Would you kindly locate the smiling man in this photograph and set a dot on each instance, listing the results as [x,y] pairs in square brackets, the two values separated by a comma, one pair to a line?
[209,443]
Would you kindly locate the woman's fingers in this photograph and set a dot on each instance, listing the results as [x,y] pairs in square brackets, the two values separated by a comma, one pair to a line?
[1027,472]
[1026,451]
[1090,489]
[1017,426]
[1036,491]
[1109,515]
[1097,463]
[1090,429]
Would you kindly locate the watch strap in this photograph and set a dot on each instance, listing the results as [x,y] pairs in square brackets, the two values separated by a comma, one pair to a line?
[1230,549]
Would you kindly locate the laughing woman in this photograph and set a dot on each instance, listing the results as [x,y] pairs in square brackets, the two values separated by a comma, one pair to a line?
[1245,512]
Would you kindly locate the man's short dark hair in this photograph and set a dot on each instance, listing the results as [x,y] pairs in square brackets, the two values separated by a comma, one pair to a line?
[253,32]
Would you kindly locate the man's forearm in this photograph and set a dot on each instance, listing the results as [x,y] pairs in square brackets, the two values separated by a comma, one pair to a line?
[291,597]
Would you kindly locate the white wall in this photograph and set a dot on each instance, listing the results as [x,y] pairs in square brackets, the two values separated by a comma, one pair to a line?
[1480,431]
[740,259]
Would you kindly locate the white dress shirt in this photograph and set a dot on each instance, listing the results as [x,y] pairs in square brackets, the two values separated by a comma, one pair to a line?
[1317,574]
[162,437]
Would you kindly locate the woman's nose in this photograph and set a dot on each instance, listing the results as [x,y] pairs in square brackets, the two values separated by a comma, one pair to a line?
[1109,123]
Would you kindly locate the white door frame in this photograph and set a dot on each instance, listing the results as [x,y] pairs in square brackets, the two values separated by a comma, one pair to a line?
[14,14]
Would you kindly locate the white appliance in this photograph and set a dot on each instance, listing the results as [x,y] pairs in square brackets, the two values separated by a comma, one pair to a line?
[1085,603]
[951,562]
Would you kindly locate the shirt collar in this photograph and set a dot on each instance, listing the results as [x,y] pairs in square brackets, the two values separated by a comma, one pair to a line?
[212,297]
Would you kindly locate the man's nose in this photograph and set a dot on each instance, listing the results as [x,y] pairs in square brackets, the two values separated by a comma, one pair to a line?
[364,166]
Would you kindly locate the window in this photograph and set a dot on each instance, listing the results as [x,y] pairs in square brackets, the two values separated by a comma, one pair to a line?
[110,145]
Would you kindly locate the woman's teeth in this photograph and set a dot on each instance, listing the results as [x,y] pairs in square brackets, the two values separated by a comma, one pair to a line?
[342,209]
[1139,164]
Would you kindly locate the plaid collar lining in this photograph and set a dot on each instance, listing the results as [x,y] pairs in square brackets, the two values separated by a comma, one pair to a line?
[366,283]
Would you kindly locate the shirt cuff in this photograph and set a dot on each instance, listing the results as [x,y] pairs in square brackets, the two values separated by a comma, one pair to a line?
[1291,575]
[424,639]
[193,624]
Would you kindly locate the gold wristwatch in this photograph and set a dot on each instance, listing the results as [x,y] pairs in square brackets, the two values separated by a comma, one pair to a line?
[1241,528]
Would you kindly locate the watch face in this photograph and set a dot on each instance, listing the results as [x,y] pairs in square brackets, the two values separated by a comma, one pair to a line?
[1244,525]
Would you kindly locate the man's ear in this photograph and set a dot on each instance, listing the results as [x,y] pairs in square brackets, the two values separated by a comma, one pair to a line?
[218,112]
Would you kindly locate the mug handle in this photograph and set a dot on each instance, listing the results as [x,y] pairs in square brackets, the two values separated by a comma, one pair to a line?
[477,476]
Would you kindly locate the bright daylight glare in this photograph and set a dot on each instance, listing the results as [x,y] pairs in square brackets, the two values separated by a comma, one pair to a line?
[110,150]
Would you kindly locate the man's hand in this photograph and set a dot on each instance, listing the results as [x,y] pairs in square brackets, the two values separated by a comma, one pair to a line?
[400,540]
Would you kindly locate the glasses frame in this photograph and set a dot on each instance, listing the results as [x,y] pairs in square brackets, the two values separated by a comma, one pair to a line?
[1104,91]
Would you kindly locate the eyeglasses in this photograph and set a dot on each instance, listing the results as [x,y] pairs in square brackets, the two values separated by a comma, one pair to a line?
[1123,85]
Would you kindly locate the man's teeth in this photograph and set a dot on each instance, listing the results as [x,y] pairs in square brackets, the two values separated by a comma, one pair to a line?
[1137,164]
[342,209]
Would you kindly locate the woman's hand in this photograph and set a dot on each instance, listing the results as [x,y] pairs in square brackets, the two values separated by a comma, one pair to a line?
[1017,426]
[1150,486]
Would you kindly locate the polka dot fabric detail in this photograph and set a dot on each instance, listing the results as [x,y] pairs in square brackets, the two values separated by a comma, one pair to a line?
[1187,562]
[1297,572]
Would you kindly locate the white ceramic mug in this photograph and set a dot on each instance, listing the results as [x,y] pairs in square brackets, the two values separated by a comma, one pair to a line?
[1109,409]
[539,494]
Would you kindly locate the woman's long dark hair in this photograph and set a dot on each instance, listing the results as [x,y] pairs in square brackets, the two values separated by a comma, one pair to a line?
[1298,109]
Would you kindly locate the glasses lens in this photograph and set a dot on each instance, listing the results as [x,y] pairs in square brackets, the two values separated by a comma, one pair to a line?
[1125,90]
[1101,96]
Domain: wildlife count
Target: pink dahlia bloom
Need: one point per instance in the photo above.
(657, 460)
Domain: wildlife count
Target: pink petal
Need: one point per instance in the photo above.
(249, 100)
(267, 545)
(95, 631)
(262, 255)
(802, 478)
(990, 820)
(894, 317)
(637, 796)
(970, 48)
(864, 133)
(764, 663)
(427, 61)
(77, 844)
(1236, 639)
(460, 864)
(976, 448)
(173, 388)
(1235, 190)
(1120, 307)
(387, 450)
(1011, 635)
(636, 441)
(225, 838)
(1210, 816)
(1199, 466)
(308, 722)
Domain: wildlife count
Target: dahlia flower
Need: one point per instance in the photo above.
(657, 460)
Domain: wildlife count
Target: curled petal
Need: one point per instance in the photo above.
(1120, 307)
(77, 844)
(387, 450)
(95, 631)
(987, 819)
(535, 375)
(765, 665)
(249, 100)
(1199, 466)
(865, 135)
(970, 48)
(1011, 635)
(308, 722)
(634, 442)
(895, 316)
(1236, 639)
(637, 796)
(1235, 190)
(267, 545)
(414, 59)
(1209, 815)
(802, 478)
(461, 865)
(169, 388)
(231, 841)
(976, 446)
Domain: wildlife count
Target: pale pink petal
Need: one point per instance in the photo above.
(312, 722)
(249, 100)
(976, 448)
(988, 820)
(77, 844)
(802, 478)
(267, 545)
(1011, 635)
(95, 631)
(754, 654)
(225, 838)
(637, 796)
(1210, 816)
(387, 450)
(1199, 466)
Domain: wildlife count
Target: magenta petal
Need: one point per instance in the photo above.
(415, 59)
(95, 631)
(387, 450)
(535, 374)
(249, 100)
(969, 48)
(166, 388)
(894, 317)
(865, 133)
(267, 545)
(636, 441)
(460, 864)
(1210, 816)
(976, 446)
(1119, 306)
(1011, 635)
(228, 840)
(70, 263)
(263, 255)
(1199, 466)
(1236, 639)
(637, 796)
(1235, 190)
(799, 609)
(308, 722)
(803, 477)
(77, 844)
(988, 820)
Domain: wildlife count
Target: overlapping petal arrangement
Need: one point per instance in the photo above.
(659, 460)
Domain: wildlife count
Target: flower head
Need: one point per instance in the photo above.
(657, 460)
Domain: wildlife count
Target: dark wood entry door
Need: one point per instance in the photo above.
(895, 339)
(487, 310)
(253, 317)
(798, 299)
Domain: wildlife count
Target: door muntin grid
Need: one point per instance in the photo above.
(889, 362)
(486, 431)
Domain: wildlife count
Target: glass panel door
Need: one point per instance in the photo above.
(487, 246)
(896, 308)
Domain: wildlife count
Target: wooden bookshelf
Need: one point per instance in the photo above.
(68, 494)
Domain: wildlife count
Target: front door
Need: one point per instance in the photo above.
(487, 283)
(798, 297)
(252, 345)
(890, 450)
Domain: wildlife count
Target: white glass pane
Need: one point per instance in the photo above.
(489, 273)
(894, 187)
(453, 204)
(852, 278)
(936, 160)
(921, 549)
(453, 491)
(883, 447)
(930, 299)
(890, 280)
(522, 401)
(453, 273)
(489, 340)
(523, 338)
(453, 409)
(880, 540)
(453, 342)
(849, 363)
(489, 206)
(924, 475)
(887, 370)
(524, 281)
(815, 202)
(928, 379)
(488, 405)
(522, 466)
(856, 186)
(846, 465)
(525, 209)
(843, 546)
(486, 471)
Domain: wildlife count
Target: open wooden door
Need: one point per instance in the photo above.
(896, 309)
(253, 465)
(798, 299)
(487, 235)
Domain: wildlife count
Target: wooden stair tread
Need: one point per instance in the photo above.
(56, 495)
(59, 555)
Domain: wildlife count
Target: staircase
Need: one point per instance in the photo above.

○ ○ ○

What is being asked :: Show each line of the material above where "pink" occurs.

Answer for the task ::
Target: pink dahlia bloom
Target: pink petal
Target: pale pink petal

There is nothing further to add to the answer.